▶ **EXERCISE INSTRUCTIONS**:
Please give the data below again in full, exactly as it stands.

[Stored data entries]
****

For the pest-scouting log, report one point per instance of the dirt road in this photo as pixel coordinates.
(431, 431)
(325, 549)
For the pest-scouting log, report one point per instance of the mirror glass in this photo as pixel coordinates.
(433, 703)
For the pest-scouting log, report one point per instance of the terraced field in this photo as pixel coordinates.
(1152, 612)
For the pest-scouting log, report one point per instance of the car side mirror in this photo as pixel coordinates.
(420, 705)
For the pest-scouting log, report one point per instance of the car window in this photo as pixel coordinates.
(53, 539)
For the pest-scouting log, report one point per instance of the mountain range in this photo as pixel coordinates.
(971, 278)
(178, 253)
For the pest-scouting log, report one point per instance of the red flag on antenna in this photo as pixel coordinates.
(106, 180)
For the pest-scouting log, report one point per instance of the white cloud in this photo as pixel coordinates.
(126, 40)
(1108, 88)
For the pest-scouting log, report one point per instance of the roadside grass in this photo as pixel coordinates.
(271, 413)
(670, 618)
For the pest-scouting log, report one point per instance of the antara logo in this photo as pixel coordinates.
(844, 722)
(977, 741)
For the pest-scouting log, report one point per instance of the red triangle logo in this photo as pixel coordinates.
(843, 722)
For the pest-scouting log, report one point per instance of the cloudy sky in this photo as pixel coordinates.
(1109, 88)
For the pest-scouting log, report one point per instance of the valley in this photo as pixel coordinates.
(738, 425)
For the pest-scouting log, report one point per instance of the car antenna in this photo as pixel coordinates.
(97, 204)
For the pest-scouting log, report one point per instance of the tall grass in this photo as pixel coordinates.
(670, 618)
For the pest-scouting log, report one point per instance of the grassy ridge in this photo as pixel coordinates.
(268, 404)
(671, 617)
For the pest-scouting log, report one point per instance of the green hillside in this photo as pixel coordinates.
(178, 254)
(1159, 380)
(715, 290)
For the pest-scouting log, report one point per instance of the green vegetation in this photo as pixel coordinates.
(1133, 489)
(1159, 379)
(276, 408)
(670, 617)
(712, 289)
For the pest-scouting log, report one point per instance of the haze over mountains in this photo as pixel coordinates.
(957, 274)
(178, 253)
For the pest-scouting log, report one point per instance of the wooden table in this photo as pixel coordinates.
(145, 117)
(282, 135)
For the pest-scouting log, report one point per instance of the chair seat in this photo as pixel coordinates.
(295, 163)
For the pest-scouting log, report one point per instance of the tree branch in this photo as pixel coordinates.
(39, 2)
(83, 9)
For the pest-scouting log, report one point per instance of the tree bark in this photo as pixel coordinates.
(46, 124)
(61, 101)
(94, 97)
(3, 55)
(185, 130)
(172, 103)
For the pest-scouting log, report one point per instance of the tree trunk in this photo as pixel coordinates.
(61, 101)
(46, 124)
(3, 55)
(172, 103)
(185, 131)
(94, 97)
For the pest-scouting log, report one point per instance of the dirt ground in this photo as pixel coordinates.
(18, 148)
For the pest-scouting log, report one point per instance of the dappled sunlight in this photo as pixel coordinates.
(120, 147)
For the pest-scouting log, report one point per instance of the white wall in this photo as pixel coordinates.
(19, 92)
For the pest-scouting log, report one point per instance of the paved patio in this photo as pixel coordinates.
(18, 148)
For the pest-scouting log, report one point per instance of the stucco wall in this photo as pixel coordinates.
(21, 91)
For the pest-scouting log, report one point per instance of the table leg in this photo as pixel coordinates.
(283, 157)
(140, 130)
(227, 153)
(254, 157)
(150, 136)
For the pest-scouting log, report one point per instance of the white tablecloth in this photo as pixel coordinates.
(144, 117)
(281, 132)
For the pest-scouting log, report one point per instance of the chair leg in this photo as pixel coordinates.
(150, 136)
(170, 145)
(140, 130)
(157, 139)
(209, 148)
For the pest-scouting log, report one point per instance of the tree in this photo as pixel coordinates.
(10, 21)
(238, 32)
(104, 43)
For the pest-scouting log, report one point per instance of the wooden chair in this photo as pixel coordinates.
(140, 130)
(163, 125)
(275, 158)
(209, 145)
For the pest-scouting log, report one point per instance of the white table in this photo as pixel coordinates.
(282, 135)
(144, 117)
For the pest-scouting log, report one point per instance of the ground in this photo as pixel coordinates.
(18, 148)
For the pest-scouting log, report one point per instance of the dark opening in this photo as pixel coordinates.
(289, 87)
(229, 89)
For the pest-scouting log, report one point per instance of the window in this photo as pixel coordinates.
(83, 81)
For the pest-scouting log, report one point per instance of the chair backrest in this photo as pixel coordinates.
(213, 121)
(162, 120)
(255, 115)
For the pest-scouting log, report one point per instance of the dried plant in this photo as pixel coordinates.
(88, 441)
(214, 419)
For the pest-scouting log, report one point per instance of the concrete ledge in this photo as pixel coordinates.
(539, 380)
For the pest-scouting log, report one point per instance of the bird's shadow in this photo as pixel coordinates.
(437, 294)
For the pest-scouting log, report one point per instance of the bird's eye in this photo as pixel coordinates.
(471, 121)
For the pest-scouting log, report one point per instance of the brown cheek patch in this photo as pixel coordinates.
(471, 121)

****

▶ **SOLUTION FOR THIS EXERCISE**:
For the pest-scouting log, report one point per instance of the dirt road in this photo as pixel coordinates.
(431, 431)
(325, 549)
For the pest-scouting log, report one point per instance of the mirror glass in this photo as pixel coordinates.
(433, 703)
For the pest-scouting log, report one point per instance of the terraced field in this photo as pixel coordinates.
(1152, 612)
For the pest-scouting log, report one point per instance of the car side mirror in this photo as pixel coordinates.
(420, 705)
For the pest-scouting log, report one point per instance of the car window in this photo as pixel coordinates.
(53, 539)
For the pest-scouting log, report one point per instance of the mountain range in this photo as pixel coordinates.
(971, 278)
(178, 253)
For the pest-scouting log, report one point per instance of the red flag on antenna in this photo as pixel coordinates.
(106, 180)
For the pest-scouting log, report one point per instance of the white cloud in this photo as pixel coordinates.
(126, 40)
(1108, 88)
For the pest-scouting log, report one point per instance of the roadside grass in this photo as pixel coordinates.
(271, 413)
(670, 618)
For the pest-scouting log, report one point per instance of the antara logo in this photo as pixel coordinates.
(844, 722)
(977, 741)
For the pest-scouting log, report one point per instance of the red triangle logo in this photo as pixel coordinates.
(843, 722)
For the pest-scouting log, report one point per instance of the cloudy sky in this photo as pixel coordinates.
(1109, 88)
For the pest-scouting log, report one point per instance of the valley in this photo as pixel coordinates.
(738, 425)
For the pest-scouting log, report one point per instance of the car antenna in this photo as pixel coordinates.
(97, 204)
For the pest-scouting log, report one point per instance of the tall grass in this photo as pixel coordinates.
(670, 618)
For the pest-scouting log, report one point per instance of the grassy ridge in this photo as pixel coordinates.
(268, 404)
(671, 617)
For the pest-scouting log, report one point per instance of the green hillside in this photo as pixel coordinates.
(178, 254)
(1159, 380)
(715, 290)
For the pest-scouting log, report one point per instance of the green vegetation in this photo as pixel coordinates.
(1133, 489)
(1159, 379)
(276, 408)
(670, 617)
(712, 289)
For the pest-scouting log, report one point per instance of the haze over mountains in this photo as pixel coordinates.
(957, 274)
(178, 253)
For the pest-scouting log, report one point per instance of the wooden table in this photo as pixel coordinates.
(145, 117)
(282, 135)
For the pest-scouting log, report one point per instance of the chair seat in this photo as pixel coordinates.
(295, 163)
For the pest-scouting log, report one point per instance of the tree branch in this photo as pixel coordinates.
(39, 2)
(83, 9)
For the pest-scouting log, report one point per instance of the tree bark in this photo as pixel coordinates.
(46, 124)
(61, 101)
(94, 97)
(3, 55)
(185, 130)
(172, 103)
For the pest-scouting log, report one point per instance of the tree trunk in this photo as pixel coordinates.
(61, 101)
(46, 124)
(3, 55)
(172, 103)
(185, 131)
(94, 97)
For the pest-scouting log, report one point per instance of the dirt ground in this photo as pixel coordinates.
(18, 148)
For the pest-scouting log, report one point per instance of the dappled sunlight in this photo as pixel coordinates.
(120, 147)
For the pest-scouting log, report one point per instance of the white wall in this photo as pixel coordinates.
(19, 92)
For the pest-scouting log, report one point per instance of the paved patio in this photo as pixel coordinates.
(18, 148)
For the pest-scouting log, report one point per instance of the stucco wall in this photo as pixel coordinates.
(21, 91)
For the pest-scouting log, report one point per instance of the table leg in this photo as pixel coordinates.
(283, 157)
(140, 130)
(227, 153)
(254, 157)
(150, 136)
For the pest-scouting log, report one point per instance of the white tablecloth in this photo as pixel coordinates.
(144, 117)
(281, 132)
For the pest-scouting log, report one point per instance of the chair leg in this photo as pixel coordinates.
(150, 136)
(170, 145)
(140, 130)
(157, 139)
(209, 148)
For the pest-scouting log, report one point per instance of the tree in this photo as pixel coordinates.
(10, 21)
(238, 32)
(104, 43)
For the pest-scouting log, report one point per instance of the wooden chair in this photo as pixel coordinates.
(140, 130)
(163, 125)
(275, 158)
(209, 145)
For the pest-scouting log, report one point per instance of the white table in this photo as pixel coordinates.
(282, 135)
(144, 117)
For the pest-scouting log, report one point per instance of the ground in this photo as pixel coordinates.
(18, 148)
For the pest-scouting log, report one point per instance of the dark opening in this photo as pixel coordinates.
(289, 87)
(229, 89)
For the pest-scouting log, report one point per instance of the window in this photo as pixel coordinates.
(83, 81)
For the pest-scouting log, report one point per instance of the chair backrest in this photo as pixel coordinates.
(213, 121)
(162, 120)
(255, 115)
For the pest-scouting log, report one point per instance of the dried plant in this photo as pixel coordinates.
(88, 441)
(214, 419)
For the pest-scouting log, report one point per instance of the concrete ledge in this photo as pixel coordinates.
(539, 380)
For the pest-scouting log, report one point per instance of the bird's shadow in this photo as pixel coordinates.
(437, 294)
For the pest-scouting log, report one point per instance of the bird's eye in this photo as pixel coordinates.
(471, 121)
For the pest-scouting log, report one point per instance of the brown cheek patch in this photo as pixel coordinates.
(471, 121)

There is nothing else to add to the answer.